PROVIDED DATA below:
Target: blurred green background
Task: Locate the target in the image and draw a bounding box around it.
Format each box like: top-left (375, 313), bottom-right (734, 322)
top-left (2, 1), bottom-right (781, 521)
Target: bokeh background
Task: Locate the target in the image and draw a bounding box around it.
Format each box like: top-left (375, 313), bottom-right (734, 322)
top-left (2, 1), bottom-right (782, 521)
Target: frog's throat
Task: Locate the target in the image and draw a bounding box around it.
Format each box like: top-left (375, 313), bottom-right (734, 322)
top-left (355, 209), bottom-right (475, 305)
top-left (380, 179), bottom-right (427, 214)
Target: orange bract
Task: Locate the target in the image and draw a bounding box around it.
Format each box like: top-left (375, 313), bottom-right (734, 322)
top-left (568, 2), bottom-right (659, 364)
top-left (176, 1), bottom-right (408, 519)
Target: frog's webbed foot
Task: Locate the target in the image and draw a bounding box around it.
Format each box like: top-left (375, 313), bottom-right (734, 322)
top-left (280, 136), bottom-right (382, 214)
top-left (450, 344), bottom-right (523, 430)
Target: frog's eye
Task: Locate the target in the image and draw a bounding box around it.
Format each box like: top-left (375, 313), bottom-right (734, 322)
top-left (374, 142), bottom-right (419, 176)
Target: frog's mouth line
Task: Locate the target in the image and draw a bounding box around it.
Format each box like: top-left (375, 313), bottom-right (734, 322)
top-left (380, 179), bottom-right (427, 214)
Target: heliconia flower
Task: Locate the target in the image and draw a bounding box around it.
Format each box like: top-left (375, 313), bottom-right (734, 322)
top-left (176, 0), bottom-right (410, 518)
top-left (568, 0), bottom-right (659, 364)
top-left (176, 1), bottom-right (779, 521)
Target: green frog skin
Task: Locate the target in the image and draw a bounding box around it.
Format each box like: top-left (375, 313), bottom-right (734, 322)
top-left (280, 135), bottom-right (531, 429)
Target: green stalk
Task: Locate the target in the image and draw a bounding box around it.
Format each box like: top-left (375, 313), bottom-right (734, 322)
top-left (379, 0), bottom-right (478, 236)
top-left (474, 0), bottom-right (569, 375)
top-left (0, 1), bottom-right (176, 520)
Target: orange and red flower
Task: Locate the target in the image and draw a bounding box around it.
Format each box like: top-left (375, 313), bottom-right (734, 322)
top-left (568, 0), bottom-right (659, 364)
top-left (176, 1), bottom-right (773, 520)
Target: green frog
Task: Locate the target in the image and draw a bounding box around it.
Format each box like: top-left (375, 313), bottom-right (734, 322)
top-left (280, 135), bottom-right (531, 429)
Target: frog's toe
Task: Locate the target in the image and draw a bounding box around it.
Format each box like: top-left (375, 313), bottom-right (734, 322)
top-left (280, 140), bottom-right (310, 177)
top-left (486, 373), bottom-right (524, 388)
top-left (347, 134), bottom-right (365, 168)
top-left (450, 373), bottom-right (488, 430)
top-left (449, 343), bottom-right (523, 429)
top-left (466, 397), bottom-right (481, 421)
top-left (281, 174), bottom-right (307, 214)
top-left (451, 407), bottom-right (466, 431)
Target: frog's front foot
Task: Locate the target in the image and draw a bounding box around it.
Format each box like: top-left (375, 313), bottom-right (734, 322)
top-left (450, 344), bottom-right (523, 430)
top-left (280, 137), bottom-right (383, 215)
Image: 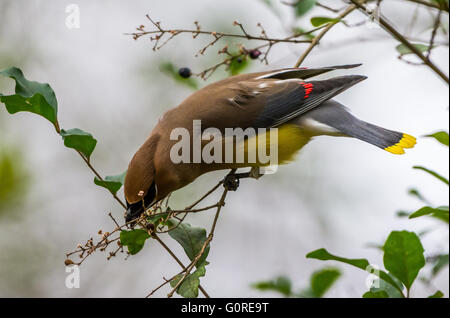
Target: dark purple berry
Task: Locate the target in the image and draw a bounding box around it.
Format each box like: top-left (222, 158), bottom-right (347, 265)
top-left (249, 49), bottom-right (261, 59)
top-left (178, 67), bottom-right (192, 78)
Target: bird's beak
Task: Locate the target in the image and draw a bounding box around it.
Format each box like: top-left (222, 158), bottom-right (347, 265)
top-left (125, 205), bottom-right (144, 224)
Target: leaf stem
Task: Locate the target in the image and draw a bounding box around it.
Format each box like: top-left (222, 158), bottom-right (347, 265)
top-left (75, 150), bottom-right (127, 209)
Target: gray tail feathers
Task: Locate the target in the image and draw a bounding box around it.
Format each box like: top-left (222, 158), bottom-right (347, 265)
top-left (305, 100), bottom-right (416, 154)
top-left (340, 120), bottom-right (409, 150)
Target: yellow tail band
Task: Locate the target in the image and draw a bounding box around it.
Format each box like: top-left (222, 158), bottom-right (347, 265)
top-left (384, 133), bottom-right (417, 155)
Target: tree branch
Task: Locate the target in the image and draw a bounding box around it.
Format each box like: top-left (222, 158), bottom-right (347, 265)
top-left (349, 0), bottom-right (449, 84)
top-left (294, 4), bottom-right (357, 67)
top-left (405, 0), bottom-right (449, 12)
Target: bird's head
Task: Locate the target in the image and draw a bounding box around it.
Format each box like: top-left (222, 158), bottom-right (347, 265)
top-left (124, 135), bottom-right (159, 223)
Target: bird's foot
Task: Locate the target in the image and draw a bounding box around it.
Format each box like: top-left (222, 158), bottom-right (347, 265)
top-left (223, 167), bottom-right (264, 191)
top-left (223, 174), bottom-right (240, 191)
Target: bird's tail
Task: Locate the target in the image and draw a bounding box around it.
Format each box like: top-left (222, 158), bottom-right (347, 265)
top-left (304, 100), bottom-right (416, 154)
top-left (341, 120), bottom-right (416, 154)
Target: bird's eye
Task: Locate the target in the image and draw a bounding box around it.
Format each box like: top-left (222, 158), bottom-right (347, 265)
top-left (125, 182), bottom-right (158, 222)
End of PROVIDED DATA.
**WHAT YOU WILL DO**. Give the listing again word for word. Skip any pictures.

**TASK RESULT**.
Target: blurred green background
Task: Locate the target in the image and draw a bounding box around it.
Format each box like: top-left (375, 313), bottom-right (734, 322)
top-left (2, 1), bottom-right (781, 521)
Target: bokeh background
Task: Locate the target in the image and draw a bounding box around it.
Format each box like: top-left (375, 313), bottom-right (734, 322)
top-left (2, 1), bottom-right (782, 521)
Target: frog's throat
Task: Locate the target in the image and draw a bounding box around it.
Format each box like: top-left (375, 313), bottom-right (734, 322)
top-left (355, 209), bottom-right (475, 305)
top-left (380, 179), bottom-right (427, 214)
Target: orange bract
Task: Locate the target in the image and draw a bounding box around it.
Format each box like: top-left (375, 313), bottom-right (734, 322)
top-left (568, 2), bottom-right (659, 364)
top-left (176, 1), bottom-right (408, 519)
Target: frog's webbed foot
Task: Locate the target in the image and draw a bounding box around it.
Format each box like: top-left (375, 313), bottom-right (734, 322)
top-left (280, 136), bottom-right (382, 214)
top-left (450, 344), bottom-right (523, 430)
Target: frog's eye
Task: Locate the target in the image and draw a bounding box around it.
Format each box like: top-left (375, 313), bottom-right (734, 322)
top-left (374, 142), bottom-right (419, 176)
Target: frog's mouth line
Task: Locate the target in the image and draw a bounding box around it.
Format each box like: top-left (375, 313), bottom-right (734, 322)
top-left (380, 179), bottom-right (427, 214)
Target: heliconia flower
Task: Locate the target in the image and draw a bounding box around it.
Format each box like: top-left (375, 313), bottom-right (734, 322)
top-left (176, 0), bottom-right (410, 518)
top-left (568, 0), bottom-right (659, 364)
top-left (176, 1), bottom-right (779, 521)
Target: green frog skin
Task: Locate the target in the image and draw a bounding box around it.
Format each box like: top-left (375, 313), bottom-right (734, 322)
top-left (280, 135), bottom-right (531, 429)
Target: green stalk
Task: Locate the target in the image and draw a bounding box around it.
Format each box like: top-left (375, 313), bottom-right (734, 322)
top-left (379, 0), bottom-right (478, 236)
top-left (474, 0), bottom-right (569, 375)
top-left (0, 1), bottom-right (176, 520)
Target: orange and red flower
Task: Locate the target in the image and draw a bounding box around it.
Format each box like: top-left (375, 313), bottom-right (734, 322)
top-left (568, 0), bottom-right (659, 364)
top-left (176, 1), bottom-right (773, 520)
Target: green frog
Task: Locate the target in the image and draw a bounding box around it.
Format each box like: top-left (375, 313), bottom-right (734, 322)
top-left (280, 135), bottom-right (531, 429)
Target: frog's toe
Task: Locate the target in the image and draw a bounding box around it.
Format each box like: top-left (375, 313), bottom-right (734, 322)
top-left (280, 140), bottom-right (310, 177)
top-left (486, 373), bottom-right (524, 388)
top-left (347, 134), bottom-right (365, 168)
top-left (450, 373), bottom-right (488, 430)
top-left (449, 343), bottom-right (523, 429)
top-left (466, 397), bottom-right (481, 421)
top-left (281, 174), bottom-right (307, 214)
top-left (451, 407), bottom-right (466, 431)
Target: frog's front foot
Task: Locate the target in the image and draw a bounding box around it.
Format each box like: top-left (375, 313), bottom-right (734, 322)
top-left (450, 344), bottom-right (523, 430)
top-left (280, 137), bottom-right (383, 215)
Image: 
Target: dark purple berry
Task: Locate the target in the image and draw a bounding box around it.
Format each box like: top-left (222, 158), bottom-right (347, 265)
top-left (249, 49), bottom-right (261, 59)
top-left (178, 67), bottom-right (192, 78)
Target: bird's beak
Task: Locate the target in the image and draw a bounding box around it.
Format each box like: top-left (222, 158), bottom-right (347, 265)
top-left (125, 205), bottom-right (144, 224)
Target: leaf stem
Task: Locate the target in the image and draw a bounding box around it.
Format each box like: top-left (222, 158), bottom-right (347, 265)
top-left (75, 150), bottom-right (127, 209)
Target: gray tail feathers
Task: Locate the target in the image and draw a bounding box around it.
Format each box like: top-left (222, 158), bottom-right (347, 265)
top-left (305, 100), bottom-right (416, 154)
top-left (340, 120), bottom-right (409, 150)
Target: yellow tail band
Task: Locate the target in the image and draw a bounding box around it.
Format each box like: top-left (222, 158), bottom-right (347, 265)
top-left (384, 133), bottom-right (417, 155)
Target: tree branch
Task: Locate the target in the image and draw a bounding box around it.
Format each box like: top-left (222, 158), bottom-right (347, 265)
top-left (349, 0), bottom-right (449, 84)
top-left (294, 4), bottom-right (357, 67)
top-left (405, 0), bottom-right (449, 12)
Target: bird's head
Task: Locate the target in the image and draw a bounding box around it.
Format each box like: top-left (222, 158), bottom-right (347, 265)
top-left (124, 135), bottom-right (159, 223)
Target: bird's foot
Task: Locate the target in the image and draw a bounding box around it.
Format each box like: top-left (222, 158), bottom-right (347, 265)
top-left (223, 167), bottom-right (264, 191)
top-left (223, 174), bottom-right (240, 191)
Target: bird's tail
Task: Locate the target in the image and draw a bounding box around it.
Format each box like: top-left (222, 158), bottom-right (347, 265)
top-left (304, 100), bottom-right (416, 154)
top-left (341, 120), bottom-right (416, 154)
Target: bird's eye
Task: Locate the target in the image and draw a bounding box around it.
Format each box like: top-left (222, 158), bottom-right (347, 265)
top-left (125, 182), bottom-right (158, 222)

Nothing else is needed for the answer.